● What to work on
#1 Rewrite the paragraph of the patent excerpt that begins "Modern electronic devices utilize" as a concise list that retains its main facts.
#2 Resume the patent excerpt from the point at which it stops.

● Excerpt to read
-- -- --

C324S1540PB, C324S754090

Reexamination Certificate

active

06392428

ABSTRACT:

TECHNICAL FIELD OF THE INVENTION
The present invention relates in general to the field of integrated circuits, and more particularly, to the area of wafer level testing of semiconductor chips using a wafer-interposer assembly and the manufacturing of semiconductor chip assemblies that are singulated from the wafer-interposer assembly.
BACKGROUND OF THE INVENTION
Modern electronic devices utilize semiconductor chips, commonly referred to as “integrated circuits,” which incorporate numerous electronic elements. These chips are mounted on substrates which physically support the chips and electrically interconnect the chips with other elements of the circuit. Such substrates may be secured to an external circuit board or chassis.

-- -- --

● Given records
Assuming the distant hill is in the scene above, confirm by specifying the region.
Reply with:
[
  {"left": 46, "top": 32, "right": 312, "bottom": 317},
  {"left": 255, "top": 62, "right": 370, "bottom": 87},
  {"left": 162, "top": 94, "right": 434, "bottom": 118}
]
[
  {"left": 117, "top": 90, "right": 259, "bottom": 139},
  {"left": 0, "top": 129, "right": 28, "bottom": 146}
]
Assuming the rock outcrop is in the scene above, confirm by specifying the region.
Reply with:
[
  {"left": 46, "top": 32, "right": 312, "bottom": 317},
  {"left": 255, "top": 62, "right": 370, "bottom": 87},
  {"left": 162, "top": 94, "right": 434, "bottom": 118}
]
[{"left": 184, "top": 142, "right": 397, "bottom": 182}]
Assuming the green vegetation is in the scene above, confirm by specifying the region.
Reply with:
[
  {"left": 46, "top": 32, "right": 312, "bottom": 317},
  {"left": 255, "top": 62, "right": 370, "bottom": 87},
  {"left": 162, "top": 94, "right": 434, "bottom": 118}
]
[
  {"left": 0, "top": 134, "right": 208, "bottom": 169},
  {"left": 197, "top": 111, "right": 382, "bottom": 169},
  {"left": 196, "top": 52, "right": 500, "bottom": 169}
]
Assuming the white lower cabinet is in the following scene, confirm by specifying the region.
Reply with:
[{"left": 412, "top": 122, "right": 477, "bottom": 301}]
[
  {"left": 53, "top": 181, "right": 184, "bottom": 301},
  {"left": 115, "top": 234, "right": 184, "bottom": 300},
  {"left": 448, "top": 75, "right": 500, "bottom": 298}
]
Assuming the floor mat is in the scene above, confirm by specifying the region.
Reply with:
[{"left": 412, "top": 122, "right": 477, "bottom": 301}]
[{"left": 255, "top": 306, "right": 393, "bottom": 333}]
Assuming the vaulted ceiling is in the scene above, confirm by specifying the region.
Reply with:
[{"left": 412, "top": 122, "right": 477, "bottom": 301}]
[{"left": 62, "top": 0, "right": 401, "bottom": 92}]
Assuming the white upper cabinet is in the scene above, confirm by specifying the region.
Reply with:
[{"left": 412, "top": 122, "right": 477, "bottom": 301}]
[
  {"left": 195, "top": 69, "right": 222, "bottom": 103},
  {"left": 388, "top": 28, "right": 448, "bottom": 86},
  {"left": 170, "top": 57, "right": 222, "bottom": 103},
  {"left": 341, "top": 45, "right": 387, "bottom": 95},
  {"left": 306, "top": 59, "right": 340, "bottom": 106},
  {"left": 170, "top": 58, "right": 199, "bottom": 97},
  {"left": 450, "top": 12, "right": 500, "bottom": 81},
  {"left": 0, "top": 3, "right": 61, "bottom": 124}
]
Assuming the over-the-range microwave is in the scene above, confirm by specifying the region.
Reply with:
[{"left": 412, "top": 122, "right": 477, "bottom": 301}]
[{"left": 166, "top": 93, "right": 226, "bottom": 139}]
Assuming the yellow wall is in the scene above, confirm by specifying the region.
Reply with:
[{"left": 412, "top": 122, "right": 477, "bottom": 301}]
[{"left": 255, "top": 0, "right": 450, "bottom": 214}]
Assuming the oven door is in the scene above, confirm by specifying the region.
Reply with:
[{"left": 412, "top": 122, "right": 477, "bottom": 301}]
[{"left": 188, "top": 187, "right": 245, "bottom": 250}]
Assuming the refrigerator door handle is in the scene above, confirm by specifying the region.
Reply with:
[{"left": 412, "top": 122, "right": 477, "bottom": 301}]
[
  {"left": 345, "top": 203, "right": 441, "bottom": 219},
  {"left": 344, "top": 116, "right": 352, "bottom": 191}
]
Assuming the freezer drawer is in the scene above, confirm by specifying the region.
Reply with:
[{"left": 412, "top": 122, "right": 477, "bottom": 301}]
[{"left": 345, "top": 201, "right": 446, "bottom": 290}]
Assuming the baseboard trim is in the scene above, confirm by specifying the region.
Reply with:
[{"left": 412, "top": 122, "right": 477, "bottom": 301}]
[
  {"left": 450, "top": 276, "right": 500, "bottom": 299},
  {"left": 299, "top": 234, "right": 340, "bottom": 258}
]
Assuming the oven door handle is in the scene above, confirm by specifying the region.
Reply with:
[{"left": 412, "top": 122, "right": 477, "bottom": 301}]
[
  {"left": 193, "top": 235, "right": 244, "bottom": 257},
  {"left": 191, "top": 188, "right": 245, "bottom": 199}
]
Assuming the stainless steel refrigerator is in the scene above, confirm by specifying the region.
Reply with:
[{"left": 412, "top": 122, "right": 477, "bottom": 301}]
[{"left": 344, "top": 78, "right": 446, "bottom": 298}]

-- -- --

● Answers by task
#1
- Modern electronic devices use semiconductor chips, called "integrated circuits," that contain many electronic elements.
- These chips are mounted on substrates that physically support them and electrically connect them to other circuit elements.
- The substrates may be attached to an external circuit board or chassis.

#2
The size of the chip and substrate assembly is a major concern in modern electronic product design. The size of each subassembly influences the size of the overall electronic device. Moreover, the size of each subassembly controls the required distance between each chip and other chips, or between each chip and other elements of the circuit. Delays in transmission of electrical signals between chips are directly related to these distances. These delays limit the speed of operation of the device. Thus, more compact interconnection assemblies, with smaller distances between chips and smaller signal transmission delays can permit faster operations. At present, two of the most widely utilized interconnection methods are wire bonding and flip-chip bonding.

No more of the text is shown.